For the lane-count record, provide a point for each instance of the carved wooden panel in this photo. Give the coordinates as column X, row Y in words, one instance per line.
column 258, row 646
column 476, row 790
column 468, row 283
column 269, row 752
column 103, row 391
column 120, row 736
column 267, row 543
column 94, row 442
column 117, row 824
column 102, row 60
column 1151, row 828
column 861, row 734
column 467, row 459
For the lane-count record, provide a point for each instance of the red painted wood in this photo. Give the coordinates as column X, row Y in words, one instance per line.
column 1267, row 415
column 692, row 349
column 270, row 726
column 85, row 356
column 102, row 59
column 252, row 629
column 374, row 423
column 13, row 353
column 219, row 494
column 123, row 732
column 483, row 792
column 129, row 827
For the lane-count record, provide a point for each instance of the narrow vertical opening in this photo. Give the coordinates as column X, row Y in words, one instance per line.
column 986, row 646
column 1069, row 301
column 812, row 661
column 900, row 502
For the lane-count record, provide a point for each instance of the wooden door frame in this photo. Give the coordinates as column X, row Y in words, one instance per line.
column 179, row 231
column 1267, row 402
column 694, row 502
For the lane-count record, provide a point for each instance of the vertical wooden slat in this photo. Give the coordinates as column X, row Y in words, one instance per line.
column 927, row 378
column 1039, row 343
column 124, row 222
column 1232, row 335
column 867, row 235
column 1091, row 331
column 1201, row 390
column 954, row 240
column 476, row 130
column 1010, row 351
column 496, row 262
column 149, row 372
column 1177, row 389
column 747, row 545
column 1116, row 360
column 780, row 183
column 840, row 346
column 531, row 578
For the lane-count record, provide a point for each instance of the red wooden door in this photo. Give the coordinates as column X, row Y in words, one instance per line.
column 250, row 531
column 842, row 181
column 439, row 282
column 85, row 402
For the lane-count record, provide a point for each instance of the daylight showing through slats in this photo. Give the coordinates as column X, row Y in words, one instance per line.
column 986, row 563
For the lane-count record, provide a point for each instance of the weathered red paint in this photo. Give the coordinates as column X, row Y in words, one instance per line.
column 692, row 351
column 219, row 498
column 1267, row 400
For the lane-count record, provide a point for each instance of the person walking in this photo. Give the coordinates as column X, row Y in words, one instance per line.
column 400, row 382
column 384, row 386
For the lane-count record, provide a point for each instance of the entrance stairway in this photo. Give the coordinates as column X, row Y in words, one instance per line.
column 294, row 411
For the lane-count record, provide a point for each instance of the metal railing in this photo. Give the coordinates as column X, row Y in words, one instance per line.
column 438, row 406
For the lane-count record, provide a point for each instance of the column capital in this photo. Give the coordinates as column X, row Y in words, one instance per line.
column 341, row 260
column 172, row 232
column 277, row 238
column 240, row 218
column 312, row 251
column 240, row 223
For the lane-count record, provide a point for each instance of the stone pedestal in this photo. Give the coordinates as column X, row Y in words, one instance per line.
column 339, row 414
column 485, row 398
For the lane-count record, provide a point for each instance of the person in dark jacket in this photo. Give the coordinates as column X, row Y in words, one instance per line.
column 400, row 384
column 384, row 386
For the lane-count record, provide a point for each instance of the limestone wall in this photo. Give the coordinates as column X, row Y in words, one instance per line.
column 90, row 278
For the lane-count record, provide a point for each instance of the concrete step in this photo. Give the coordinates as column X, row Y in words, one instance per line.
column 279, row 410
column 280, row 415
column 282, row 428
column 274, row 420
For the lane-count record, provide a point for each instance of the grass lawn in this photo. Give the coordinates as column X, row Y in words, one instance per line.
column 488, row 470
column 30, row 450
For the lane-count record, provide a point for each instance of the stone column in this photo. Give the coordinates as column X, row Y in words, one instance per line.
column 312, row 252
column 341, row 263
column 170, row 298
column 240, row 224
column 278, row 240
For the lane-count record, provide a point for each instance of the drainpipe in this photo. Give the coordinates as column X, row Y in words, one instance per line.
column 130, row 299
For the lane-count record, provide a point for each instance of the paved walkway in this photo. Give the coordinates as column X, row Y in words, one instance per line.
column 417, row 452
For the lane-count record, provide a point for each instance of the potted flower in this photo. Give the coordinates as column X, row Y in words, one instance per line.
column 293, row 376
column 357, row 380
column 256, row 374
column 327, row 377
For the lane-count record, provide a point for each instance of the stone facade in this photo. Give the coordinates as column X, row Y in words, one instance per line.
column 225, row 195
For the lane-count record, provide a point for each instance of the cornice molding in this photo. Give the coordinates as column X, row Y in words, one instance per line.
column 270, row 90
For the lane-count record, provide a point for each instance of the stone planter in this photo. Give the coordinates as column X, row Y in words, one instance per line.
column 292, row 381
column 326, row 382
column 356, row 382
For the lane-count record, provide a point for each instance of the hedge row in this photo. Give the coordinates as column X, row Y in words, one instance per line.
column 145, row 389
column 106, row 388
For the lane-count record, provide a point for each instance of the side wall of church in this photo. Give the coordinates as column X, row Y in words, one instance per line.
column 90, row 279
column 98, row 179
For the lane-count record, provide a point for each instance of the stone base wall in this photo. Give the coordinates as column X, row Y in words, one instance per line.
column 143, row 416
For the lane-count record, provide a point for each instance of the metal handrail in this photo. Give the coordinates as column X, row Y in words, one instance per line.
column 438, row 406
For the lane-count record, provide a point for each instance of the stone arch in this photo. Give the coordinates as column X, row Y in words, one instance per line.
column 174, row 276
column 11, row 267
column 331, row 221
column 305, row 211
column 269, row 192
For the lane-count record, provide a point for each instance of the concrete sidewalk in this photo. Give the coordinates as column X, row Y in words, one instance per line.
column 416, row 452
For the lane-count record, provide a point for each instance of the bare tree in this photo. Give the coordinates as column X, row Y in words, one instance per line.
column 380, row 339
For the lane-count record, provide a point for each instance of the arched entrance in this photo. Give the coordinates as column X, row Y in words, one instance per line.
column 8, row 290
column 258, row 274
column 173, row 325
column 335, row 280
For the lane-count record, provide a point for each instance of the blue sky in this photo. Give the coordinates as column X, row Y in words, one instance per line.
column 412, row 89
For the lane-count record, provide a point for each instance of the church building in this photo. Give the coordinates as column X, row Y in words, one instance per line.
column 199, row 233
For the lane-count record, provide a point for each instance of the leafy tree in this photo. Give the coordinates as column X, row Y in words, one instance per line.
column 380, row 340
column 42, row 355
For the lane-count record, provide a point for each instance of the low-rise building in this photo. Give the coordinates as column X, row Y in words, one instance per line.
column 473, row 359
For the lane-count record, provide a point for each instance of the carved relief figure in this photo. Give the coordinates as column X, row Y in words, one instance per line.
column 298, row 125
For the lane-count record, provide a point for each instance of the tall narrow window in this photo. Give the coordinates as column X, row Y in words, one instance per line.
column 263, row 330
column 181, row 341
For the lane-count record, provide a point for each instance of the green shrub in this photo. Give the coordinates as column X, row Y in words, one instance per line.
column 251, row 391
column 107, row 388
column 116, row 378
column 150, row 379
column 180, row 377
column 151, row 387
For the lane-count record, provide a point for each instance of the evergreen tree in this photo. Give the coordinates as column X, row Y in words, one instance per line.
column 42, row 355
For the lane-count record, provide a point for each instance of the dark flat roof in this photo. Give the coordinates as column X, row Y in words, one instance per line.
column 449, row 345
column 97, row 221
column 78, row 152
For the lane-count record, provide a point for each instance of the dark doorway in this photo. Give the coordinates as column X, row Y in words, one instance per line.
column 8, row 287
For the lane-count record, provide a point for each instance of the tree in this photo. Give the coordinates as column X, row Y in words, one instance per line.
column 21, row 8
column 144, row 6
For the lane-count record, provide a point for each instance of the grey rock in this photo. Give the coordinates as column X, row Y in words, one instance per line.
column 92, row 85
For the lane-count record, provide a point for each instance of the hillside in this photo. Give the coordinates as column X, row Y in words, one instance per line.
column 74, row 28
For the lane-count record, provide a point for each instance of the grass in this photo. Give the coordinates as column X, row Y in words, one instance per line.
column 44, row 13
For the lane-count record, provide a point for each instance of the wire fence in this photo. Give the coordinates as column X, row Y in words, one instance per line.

GIVEN EXERCISE: Reproduce verbatim everything from the line containing "the metal railing" down to the line containing "column 278, row 240", including both of those lines.

RESULT:
For the lane-count record, provide a point for each instance of the metal railing in this photo. Give the coordinates as column X, row Y in words, one instance per line.
column 438, row 406
For the lane-count record, provide a point for each instance of the column capital in this photo. Give the coordinates as column X, row Y in words, one instance per line.
column 341, row 260
column 172, row 232
column 277, row 238
column 240, row 218
column 312, row 251
column 240, row 223
For the lane-count record, provide a point for each instance of the stone pedestal in this photo. Give the coordinates as column X, row Y in words, one instance per line.
column 339, row 414
column 485, row 398
For the lane-count record, provide a point for each instance of the person in dark jacket in this photo. Give the coordinates as column X, row Y in words, one instance per line.
column 400, row 384
column 384, row 386
For the lane-count record, provide a point for each instance of the limestone wall in this photo. Give the coordinates as column X, row Y in words, one instance per line.
column 90, row 278
For the lane-count record, provide a point for each instance of the concrete step in this photo. Give the coordinates as column X, row Y in words, one instance per line.
column 279, row 410
column 280, row 415
column 282, row 428
column 274, row 420
For the lane-count record, provide a point for each instance of the grass lawn in this photo. Give the coordinates as column X, row Y in words, one instance per line.
column 488, row 470
column 30, row 450
For the lane-count record, provide a point for each instance of the stone column in this photo. Give the coordinates as column X, row Y in words, one instance per line.
column 312, row 252
column 341, row 263
column 170, row 298
column 240, row 224
column 278, row 240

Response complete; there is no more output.